TASK DIRECTIONS: Copy out all the entries below with every "Target" changed to "Object" and nothing else altered. Omit the picture.

DATA EXCERPTS:
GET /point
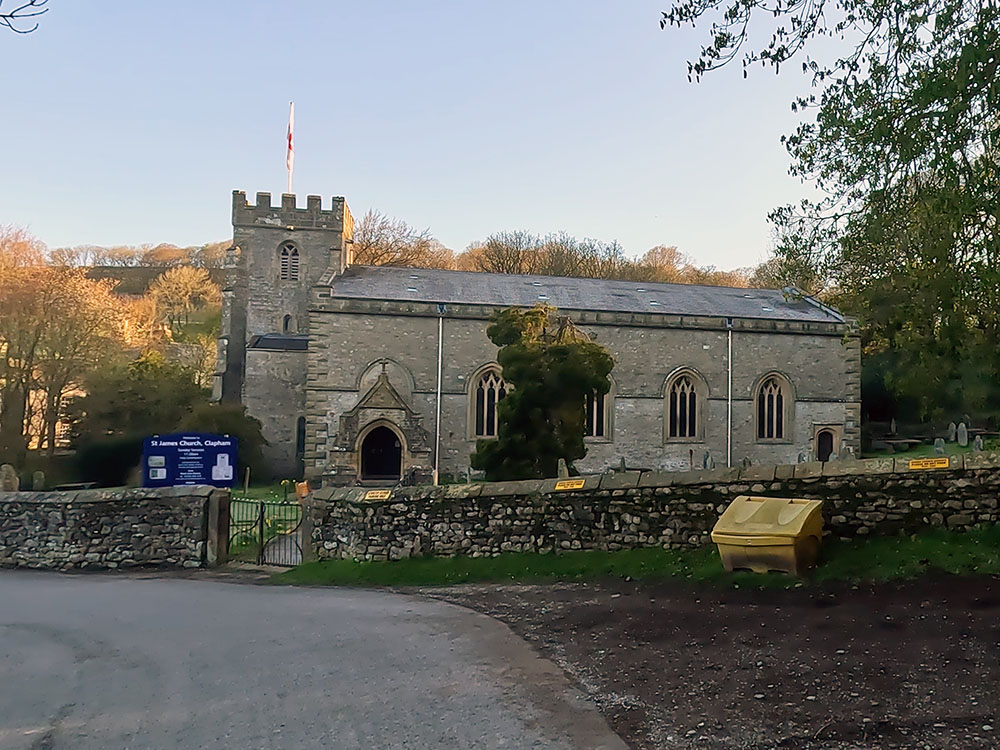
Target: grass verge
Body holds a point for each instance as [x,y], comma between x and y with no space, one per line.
[879,559]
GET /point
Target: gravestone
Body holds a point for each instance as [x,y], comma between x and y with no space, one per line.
[8,479]
[563,470]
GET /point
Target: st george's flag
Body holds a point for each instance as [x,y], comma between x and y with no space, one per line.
[290,155]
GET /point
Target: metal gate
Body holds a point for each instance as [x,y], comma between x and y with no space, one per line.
[265,532]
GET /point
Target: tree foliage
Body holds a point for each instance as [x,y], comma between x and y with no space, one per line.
[55,325]
[126,402]
[20,15]
[182,290]
[900,136]
[551,368]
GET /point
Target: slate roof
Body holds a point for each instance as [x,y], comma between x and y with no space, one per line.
[280,342]
[494,289]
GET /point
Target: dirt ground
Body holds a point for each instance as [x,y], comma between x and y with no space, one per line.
[914,665]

THE OUTPUT:
GET /point
Object: grass verge
Body holds a point for each instance as [x,y], comma between x and y with no space, one per line.
[879,559]
GET /point
Object: gravestone
Body holds a point for each instance as [x,y], comma between x and y with no space, one per line.
[8,479]
[563,470]
GET /point
Object: st george's flag
Body holds a point for each instance as [x,y], comma between x and y with no space, one per line.
[290,155]
GET /point
Object: metal gate
Body holds a point for each instance as [x,y], comma between x and y with no space, one per line.
[265,532]
GET /point
Object: tree foliage
Body holds a point for each instance as [x,y], comma between x and y with no space, one per line.
[55,325]
[126,402]
[20,15]
[182,290]
[900,136]
[551,368]
GET /point
Object: slate roof
Body holds a point for each instance as [x,y], comma between x and y with no space, one per line.
[280,342]
[494,289]
GET /point
Object: dirt ground
Body holds a point for each instance as [x,y], comma between x and y with no space, one per line.
[914,665]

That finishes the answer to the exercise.